### TASK DETAILS
Lines with the word "white": copy all of them from the entries below.

····················

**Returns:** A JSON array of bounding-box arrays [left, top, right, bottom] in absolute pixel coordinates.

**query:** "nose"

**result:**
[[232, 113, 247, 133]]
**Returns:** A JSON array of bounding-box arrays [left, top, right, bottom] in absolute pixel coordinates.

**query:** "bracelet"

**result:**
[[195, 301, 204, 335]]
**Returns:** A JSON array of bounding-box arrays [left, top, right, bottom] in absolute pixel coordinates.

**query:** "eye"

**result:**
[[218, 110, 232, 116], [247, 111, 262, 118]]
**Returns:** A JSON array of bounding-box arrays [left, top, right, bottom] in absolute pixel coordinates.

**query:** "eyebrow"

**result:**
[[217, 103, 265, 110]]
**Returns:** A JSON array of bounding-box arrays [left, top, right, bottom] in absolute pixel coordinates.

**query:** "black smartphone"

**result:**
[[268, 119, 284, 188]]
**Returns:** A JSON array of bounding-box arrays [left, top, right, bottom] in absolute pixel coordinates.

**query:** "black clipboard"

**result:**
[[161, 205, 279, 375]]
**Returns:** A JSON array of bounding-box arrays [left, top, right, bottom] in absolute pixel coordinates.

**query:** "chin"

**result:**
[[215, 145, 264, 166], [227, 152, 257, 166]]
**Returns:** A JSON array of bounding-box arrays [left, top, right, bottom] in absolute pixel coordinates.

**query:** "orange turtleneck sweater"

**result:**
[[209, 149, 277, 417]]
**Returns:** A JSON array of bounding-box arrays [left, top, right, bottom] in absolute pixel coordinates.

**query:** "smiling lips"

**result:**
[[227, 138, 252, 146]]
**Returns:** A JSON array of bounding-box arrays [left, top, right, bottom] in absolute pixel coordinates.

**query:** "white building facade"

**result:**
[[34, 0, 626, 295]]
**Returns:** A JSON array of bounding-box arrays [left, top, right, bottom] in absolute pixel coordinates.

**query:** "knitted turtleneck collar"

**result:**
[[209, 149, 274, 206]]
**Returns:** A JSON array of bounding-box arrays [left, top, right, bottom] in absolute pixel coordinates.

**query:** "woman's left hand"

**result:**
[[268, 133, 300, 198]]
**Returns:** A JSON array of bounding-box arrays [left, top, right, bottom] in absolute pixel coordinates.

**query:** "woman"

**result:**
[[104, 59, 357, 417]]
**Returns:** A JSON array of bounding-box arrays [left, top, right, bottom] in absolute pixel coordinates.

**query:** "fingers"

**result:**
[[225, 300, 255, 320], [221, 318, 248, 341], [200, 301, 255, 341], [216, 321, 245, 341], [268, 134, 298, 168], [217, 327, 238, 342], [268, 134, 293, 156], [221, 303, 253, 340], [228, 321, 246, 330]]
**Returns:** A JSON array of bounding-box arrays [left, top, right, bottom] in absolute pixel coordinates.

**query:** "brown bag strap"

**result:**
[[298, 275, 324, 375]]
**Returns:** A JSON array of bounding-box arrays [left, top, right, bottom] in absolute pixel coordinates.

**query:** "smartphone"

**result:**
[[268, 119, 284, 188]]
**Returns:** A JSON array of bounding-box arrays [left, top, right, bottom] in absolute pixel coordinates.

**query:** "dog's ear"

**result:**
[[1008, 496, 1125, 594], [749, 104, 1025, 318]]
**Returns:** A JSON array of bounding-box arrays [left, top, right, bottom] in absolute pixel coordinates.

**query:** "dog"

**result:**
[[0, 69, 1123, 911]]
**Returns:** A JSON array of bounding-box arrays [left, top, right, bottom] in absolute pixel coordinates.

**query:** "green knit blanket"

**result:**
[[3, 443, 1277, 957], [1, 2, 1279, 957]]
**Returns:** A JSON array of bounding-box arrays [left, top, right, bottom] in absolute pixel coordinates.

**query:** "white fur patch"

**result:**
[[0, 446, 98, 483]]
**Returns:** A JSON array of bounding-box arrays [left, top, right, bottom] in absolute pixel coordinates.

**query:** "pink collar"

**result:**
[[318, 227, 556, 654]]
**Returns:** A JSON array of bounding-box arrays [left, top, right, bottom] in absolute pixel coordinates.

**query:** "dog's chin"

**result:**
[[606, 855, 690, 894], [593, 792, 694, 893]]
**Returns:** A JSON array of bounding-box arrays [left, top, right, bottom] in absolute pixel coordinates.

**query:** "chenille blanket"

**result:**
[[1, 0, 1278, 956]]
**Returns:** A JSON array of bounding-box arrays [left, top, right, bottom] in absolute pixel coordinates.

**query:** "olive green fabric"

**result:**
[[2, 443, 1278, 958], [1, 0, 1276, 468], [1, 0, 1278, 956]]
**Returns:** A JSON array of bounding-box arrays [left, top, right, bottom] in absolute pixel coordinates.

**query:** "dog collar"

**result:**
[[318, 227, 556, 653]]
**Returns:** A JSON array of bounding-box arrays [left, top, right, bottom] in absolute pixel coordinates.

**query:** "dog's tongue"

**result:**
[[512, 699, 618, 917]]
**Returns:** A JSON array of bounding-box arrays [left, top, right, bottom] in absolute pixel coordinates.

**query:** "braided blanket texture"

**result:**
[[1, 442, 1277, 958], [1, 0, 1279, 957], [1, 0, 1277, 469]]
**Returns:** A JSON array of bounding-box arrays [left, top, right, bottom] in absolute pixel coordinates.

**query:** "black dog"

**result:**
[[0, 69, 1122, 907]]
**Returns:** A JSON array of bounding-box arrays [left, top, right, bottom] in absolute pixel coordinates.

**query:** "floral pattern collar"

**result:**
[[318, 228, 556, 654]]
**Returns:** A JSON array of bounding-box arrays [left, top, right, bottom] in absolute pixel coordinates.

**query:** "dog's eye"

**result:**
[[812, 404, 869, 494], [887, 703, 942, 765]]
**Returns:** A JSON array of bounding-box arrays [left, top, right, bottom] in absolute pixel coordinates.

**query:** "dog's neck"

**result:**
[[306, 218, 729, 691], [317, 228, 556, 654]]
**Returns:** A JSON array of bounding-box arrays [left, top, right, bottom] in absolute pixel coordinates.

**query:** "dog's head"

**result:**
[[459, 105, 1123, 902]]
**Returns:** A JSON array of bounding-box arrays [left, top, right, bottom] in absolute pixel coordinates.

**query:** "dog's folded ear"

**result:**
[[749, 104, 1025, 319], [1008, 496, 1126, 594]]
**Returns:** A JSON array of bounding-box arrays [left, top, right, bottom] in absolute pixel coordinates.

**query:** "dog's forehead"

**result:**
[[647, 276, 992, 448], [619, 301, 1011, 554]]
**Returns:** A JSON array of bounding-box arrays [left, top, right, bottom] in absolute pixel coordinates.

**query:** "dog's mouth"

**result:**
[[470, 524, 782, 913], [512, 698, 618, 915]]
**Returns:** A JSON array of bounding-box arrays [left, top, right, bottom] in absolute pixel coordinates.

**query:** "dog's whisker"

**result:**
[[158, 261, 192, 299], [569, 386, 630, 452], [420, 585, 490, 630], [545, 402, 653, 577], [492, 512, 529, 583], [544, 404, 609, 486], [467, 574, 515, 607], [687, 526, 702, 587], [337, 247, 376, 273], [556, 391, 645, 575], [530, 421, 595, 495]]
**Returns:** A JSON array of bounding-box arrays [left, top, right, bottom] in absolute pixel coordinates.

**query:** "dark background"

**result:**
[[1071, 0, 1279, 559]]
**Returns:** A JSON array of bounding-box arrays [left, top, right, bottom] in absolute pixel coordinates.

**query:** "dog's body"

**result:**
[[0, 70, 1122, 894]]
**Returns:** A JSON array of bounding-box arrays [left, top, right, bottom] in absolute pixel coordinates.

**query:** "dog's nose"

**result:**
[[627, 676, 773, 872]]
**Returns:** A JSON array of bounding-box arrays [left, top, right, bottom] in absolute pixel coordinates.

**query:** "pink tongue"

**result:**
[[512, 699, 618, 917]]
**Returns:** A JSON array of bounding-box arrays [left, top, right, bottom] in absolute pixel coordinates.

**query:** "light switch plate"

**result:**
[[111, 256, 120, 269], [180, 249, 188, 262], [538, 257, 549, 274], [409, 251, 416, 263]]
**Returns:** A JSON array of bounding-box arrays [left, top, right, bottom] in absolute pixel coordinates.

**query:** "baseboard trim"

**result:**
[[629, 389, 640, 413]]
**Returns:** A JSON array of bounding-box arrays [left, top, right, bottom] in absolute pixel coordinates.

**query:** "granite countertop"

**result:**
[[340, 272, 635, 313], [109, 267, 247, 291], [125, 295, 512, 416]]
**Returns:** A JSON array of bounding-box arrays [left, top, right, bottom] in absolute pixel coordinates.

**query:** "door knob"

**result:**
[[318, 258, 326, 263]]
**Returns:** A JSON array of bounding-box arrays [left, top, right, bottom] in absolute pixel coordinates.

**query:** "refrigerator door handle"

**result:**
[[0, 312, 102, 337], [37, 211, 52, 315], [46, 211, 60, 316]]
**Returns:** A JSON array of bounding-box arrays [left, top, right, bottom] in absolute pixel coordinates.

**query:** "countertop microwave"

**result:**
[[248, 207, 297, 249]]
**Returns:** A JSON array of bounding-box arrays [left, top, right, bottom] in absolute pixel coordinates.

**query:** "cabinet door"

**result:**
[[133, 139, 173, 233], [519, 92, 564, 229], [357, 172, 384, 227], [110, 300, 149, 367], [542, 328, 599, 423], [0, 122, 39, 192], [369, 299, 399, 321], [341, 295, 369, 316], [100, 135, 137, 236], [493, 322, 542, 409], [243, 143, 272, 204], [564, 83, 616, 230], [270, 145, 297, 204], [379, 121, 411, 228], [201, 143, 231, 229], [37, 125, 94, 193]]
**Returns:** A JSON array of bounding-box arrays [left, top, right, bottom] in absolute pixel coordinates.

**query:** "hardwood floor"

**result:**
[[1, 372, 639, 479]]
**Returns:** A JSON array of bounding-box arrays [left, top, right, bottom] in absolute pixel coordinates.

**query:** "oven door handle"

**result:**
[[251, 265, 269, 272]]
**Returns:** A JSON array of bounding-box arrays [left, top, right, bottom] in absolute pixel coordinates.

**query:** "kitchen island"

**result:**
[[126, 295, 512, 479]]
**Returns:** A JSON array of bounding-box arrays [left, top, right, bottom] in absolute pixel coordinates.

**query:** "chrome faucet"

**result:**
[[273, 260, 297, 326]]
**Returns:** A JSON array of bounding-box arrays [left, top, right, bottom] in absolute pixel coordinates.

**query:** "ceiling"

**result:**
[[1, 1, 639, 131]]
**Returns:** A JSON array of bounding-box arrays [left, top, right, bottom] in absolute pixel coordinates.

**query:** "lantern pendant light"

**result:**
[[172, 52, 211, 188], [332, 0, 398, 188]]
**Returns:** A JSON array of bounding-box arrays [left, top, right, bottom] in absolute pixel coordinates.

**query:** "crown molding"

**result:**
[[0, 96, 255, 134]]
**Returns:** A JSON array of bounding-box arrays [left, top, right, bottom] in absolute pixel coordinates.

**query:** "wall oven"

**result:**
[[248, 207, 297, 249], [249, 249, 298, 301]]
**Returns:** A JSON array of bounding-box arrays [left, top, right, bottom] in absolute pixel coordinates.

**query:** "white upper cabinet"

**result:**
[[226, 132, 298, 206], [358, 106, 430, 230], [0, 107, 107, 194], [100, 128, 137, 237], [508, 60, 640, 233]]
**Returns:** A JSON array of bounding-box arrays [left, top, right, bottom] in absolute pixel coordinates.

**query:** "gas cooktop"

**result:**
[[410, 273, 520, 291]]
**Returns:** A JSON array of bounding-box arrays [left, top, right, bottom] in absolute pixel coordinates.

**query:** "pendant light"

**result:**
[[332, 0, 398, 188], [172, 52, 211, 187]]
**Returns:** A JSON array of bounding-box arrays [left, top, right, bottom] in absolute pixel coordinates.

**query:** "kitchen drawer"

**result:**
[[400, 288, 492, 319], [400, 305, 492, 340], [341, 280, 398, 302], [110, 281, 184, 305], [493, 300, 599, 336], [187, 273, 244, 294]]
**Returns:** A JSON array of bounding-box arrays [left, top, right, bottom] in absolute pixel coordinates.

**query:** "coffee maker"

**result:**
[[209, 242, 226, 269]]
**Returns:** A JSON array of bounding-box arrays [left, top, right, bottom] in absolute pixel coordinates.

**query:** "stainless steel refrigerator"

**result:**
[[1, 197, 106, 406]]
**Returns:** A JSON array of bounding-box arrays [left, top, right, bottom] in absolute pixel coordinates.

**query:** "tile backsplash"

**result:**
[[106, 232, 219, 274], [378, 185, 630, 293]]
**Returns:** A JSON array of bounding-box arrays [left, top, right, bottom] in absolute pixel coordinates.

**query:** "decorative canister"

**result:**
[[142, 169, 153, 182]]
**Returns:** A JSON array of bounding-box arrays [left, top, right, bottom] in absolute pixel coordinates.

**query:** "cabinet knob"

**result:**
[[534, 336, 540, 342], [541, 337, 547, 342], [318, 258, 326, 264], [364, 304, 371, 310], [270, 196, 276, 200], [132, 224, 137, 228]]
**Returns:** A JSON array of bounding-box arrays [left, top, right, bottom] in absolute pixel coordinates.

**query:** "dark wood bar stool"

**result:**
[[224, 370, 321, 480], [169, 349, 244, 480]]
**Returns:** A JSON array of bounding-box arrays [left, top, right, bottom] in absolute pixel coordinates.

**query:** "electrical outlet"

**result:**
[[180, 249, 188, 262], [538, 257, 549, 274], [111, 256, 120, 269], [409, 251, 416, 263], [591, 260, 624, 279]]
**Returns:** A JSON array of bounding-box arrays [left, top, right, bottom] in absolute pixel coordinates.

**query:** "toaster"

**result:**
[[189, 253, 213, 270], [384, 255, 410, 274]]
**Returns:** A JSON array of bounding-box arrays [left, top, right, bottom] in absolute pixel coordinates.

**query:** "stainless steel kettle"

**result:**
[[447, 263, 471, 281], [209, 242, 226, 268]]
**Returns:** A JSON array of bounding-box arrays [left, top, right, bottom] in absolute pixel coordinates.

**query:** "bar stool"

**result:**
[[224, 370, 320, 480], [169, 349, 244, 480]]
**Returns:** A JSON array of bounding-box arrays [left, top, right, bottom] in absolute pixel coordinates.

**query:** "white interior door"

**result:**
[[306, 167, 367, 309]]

····················

### SOLUTION TO THIS PROBLEM
**query:** "white building facade"
**query:** "white fur patch"
**query:** "white upper cabinet"
**query:** "white interior door"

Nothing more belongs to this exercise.